> _WORK ORDER_:
From top to bottom, reproduce the listing without a single change.

> _PROVIDED RECORDS_:
════
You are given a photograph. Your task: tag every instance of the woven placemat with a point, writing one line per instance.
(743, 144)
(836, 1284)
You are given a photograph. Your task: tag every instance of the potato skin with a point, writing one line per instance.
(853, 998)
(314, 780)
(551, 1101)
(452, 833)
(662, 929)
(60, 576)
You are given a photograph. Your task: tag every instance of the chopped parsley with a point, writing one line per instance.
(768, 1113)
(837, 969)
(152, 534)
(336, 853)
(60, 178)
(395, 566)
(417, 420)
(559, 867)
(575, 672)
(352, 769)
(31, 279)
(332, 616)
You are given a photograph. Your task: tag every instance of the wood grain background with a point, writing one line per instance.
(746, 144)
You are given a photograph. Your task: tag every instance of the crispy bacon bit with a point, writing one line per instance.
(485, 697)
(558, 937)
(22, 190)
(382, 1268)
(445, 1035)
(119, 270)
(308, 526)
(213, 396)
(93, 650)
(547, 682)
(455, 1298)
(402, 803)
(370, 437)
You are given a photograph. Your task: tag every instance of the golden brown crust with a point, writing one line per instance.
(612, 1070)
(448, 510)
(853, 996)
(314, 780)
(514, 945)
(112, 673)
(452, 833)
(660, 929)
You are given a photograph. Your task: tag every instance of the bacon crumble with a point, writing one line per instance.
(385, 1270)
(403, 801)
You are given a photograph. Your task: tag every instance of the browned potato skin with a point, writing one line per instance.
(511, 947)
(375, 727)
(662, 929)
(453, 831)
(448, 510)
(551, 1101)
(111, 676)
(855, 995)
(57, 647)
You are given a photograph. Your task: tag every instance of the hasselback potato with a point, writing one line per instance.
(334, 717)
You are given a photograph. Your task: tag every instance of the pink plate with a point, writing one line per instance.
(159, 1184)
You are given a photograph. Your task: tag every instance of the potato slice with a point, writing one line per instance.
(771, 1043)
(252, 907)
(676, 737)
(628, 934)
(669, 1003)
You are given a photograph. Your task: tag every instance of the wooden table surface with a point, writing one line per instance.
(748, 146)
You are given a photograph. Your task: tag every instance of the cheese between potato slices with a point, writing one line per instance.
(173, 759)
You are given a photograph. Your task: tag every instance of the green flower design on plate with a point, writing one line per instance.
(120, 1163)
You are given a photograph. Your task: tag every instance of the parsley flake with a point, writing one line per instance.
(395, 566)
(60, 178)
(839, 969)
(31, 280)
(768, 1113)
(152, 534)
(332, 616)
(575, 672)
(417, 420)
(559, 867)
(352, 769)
════
> _ANSWER SECTION_:
You are given a photograph. Your task: tag every instance of the woven placemat with a point, writing one line per instance.
(743, 144)
(836, 1284)
You are given a photograph. Your task: tag every instance of the potato skin with a point, writing one line per instance.
(853, 998)
(314, 780)
(551, 1101)
(452, 833)
(662, 929)
(60, 576)
You are given a photograph. Your task: tag every instance of the chopped parsley with a point, writing one line per instance.
(768, 1113)
(837, 969)
(152, 534)
(336, 853)
(60, 178)
(395, 566)
(417, 420)
(559, 867)
(575, 672)
(352, 769)
(31, 279)
(332, 616)
You are given a photograph. Your task: tag every instance of the wood grain background with a point, writing one line per instance.
(746, 144)
You are given a photograph. Your task: tag every instance of the crispy bacon bit with a point, writing one line per instance.
(485, 697)
(558, 937)
(22, 190)
(382, 1268)
(445, 1035)
(119, 270)
(308, 526)
(213, 396)
(93, 650)
(547, 682)
(455, 1298)
(402, 803)
(370, 437)
You are given a photograph. Your task: tag every instance of the golden brown crust with a point, writing one line per instance.
(612, 1070)
(448, 510)
(853, 996)
(314, 780)
(514, 945)
(112, 673)
(452, 833)
(660, 929)
You are given a photograph. Your task: tag every instance of the bacon crumble with a point, writing one line per instance.
(385, 1270)
(403, 801)
You are given a photograph. Your task: tag every instance of the browned potato skin with a point, writing one line per instance.
(511, 947)
(375, 727)
(662, 929)
(453, 831)
(448, 510)
(551, 1101)
(111, 676)
(855, 995)
(57, 647)
You are given a photograph. Your task: tag every instance of the hasselback potato with a point, writing one line per instance.
(334, 717)
You are given a photograph. Your task: tag every instance of the pink plate with a point, writing one line per instance.
(159, 1184)
You are given a photograph. Your task: tag every instance of the potato slice with a point, writing one line per instance.
(771, 1043)
(252, 907)
(676, 737)
(628, 934)
(669, 1003)
You are given a photograph. Your task: tag every instance of the wooden table surface with a point, writing one line per instance.
(748, 146)
You are given a photograph. Your task: tag every instance of the cheese between potato slices with a point, writing one line per instance.
(173, 759)
You are given a photograph. Your task: tag every instance of the green flower design on plate with a point, writing one line per instance.
(120, 1163)
You are given a photograph. Your task: tag every instance of the parsley flake with a point, writing one line per instance.
(395, 566)
(60, 178)
(839, 969)
(31, 280)
(768, 1113)
(152, 534)
(332, 616)
(575, 672)
(417, 420)
(559, 867)
(352, 769)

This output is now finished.